* **SELECTED EXTRACT**:

------------------------------------------------------------------------

# Rotational motion of fractional Maxwell fluids in a circular duct due to a time-dependent couple

## Abstract

The rotational motion of fractional Maxwell fluids in an infinite circular cylinder that applies a time-dependent but not oscillating couple stress to the fluid is investigated using the integral transform technique. Such a flow model was not analyzed in the past both for ordinary and fractional rate type fluids. This is due to their constitutive equations which contain differential expressions acting on the shear stresses. The obtained solutions fulfill all the enforced initial and boundary conditions and are easily reduced to the solutions of Newtonian or ordinary Maxwell fluids having similar motion. At the end, the influence of pertinent parameters on velocity and shear stress variations is graphically underlined and discussed.

------------------------------------------------------------------------

* **EXERCISE**: Give the piece on fractional Maxwell fluids in a circular duct again in full, word for word, from its title through its last sentence. The records come from a different source than the text.

------------------------------------------------------------------------

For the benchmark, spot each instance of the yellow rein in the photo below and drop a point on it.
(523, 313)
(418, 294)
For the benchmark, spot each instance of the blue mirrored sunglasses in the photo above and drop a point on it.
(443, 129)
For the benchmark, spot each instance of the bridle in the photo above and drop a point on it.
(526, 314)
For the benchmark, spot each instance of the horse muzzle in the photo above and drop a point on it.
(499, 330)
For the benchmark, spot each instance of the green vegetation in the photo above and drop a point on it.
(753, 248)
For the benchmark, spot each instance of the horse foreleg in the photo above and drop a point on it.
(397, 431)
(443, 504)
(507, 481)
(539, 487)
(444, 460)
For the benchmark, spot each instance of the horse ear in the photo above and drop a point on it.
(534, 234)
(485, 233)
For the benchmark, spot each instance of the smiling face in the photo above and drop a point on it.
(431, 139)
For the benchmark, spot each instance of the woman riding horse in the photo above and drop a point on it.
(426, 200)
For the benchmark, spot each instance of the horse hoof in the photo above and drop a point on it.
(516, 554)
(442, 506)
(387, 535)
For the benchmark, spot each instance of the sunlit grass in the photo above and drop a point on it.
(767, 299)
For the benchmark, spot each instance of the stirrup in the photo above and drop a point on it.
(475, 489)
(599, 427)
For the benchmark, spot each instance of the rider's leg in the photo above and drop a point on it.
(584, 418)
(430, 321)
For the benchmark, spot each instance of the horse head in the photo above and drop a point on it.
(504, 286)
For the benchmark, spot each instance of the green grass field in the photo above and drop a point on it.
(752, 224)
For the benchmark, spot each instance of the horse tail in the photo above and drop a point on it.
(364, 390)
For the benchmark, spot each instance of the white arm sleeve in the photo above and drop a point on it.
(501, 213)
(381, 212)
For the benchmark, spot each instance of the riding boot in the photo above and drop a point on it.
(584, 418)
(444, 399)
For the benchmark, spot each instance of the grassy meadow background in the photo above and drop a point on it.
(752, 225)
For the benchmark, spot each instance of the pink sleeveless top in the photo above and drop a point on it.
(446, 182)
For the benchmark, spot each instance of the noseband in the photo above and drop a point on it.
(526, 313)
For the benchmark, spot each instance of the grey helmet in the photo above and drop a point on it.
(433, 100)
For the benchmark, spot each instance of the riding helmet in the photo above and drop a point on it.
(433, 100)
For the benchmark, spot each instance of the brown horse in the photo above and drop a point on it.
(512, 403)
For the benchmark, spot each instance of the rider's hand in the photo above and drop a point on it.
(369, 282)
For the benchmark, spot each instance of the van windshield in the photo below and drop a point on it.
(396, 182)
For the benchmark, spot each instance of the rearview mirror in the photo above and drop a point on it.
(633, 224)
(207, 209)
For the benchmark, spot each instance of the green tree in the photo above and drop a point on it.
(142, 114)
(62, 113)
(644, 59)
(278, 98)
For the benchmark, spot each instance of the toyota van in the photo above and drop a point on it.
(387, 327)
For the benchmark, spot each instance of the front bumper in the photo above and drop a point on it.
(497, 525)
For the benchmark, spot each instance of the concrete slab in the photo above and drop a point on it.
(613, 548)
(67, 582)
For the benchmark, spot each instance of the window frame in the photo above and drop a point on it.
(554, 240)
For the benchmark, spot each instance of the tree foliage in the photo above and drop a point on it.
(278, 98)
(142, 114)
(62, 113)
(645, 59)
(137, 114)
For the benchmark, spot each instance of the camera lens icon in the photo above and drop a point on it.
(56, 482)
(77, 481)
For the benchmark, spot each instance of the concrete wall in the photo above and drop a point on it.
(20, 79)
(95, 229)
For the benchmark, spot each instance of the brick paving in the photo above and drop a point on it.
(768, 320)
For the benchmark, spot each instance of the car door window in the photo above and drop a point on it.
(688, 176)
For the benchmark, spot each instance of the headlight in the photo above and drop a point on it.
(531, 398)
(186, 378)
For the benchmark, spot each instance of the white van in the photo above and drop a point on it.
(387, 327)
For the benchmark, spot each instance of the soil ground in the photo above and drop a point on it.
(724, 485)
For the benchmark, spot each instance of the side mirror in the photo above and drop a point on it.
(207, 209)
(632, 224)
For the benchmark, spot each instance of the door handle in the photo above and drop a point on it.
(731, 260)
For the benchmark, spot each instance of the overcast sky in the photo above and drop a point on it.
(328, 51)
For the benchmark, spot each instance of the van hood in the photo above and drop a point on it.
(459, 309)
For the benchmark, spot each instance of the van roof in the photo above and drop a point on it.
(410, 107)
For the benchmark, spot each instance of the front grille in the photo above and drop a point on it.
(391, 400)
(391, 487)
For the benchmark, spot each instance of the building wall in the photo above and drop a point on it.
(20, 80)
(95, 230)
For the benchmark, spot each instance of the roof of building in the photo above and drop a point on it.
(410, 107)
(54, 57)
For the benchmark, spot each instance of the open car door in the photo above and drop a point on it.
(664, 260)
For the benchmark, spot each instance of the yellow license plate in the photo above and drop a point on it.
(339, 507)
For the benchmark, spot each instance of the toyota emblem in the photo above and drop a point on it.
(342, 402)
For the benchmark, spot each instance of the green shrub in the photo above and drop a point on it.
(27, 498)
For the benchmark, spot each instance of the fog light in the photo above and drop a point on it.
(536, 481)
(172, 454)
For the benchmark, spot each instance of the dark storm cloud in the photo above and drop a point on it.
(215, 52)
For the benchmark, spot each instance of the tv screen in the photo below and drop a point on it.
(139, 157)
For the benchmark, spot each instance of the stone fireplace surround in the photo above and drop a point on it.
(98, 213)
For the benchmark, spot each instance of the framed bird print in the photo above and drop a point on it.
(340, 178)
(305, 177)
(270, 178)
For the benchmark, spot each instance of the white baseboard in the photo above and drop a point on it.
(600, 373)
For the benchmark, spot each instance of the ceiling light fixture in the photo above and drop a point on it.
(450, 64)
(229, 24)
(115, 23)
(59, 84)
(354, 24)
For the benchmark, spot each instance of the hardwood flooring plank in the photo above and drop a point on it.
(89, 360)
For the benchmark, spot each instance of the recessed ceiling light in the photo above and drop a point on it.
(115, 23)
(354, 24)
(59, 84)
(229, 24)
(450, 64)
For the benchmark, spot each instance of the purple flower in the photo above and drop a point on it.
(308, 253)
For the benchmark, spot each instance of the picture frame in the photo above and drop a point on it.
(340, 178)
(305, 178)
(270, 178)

------------------------------------------------------------------------

* **REPLY TO THE EXERCISE**:
# Rotational motion of fractional Maxwell fluids in a circular duct due to a time-dependent couple

## Abstract

The rotational motion of fractional Maxwell fluids in an infinite circular cylinder that applies a time-dependent but not oscillating couple stress to the fluid is investigated using the integral transform technique. Such a flow model was not analyzed in the past both for ordinary and fractional rate type fluids. This is due to their constitutive equations which contain differential expressions acting on the shear stresses. The obtained solutions fulfill all the enforced initial and boundary conditions and are easily reduced to the solutions of Newtonian or ordinary Maxwell fluids having similar motion. At the end, the influence of pertinent parameters on velocity and shear stress variations is graphically underlined and discussed.